— START Task data —
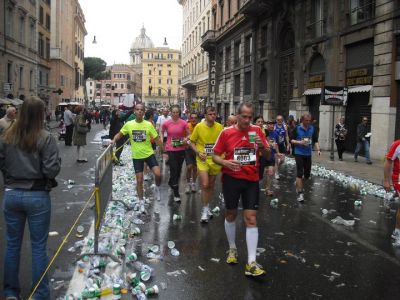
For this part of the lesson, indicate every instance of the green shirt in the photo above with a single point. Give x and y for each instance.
(139, 136)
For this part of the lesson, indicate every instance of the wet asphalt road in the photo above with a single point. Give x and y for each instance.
(302, 247)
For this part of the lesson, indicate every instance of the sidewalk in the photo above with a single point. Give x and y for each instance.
(372, 173)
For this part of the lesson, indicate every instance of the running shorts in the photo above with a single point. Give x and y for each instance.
(233, 189)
— END Task data —
[What needs to be done]
Rewrite all the entries, changing "single point" to "single marker" wherever it occurs and keeping everything else the same. Omit the pictures.

[Task output]
For this part of the lesson, indicate every instance of the green shirt in the photo above with a single marker. Give x and y for each instance.
(139, 136)
For this part of the lesson, indicate every instance of the wet asphalt road in the photo above with a single marker. Give x and y for each instance.
(302, 247)
For this part of the lesson, indicate every instance of the sidewalk in the photo above with a single marker. Give x and y for each instance.
(372, 173)
For this part of the lesson, indicate every instance of the running shorts in the photo above with a single marker. Give x and y for each instance.
(233, 189)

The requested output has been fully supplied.